[Dataset records — start]

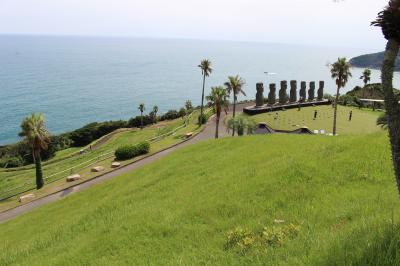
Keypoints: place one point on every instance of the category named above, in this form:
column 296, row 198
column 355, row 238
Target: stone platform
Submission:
column 255, row 110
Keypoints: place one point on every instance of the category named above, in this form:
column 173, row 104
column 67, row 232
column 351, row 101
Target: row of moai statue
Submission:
column 292, row 97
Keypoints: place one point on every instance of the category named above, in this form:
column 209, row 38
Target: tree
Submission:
column 366, row 77
column 389, row 21
column 38, row 138
column 218, row 99
column 141, row 109
column 235, row 85
column 340, row 71
column 188, row 106
column 155, row 111
column 206, row 70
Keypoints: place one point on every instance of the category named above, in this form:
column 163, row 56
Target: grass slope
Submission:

[Dataset records — finish]

Work task: Leaving the pictures out, output each line of the listing exactly.

Answer to this problem:
Keypoints: place one point on every instance of the category named above, in this form:
column 296, row 198
column 355, row 238
Target: stone platform
Submission:
column 255, row 110
Keypoints: place one point on every instance of the category named above, in this form:
column 173, row 104
column 67, row 232
column 351, row 101
Target: row of moai statue
Submission:
column 292, row 97
Keypoints: place one point on every instance of the category named above, in this form:
column 209, row 38
Target: tree
Submission:
column 366, row 77
column 389, row 21
column 38, row 138
column 218, row 99
column 141, row 109
column 235, row 85
column 340, row 71
column 188, row 106
column 155, row 111
column 206, row 70
Keypoints: place one point on every instance of the category named above, in this form:
column 163, row 56
Target: grass slope
Submission:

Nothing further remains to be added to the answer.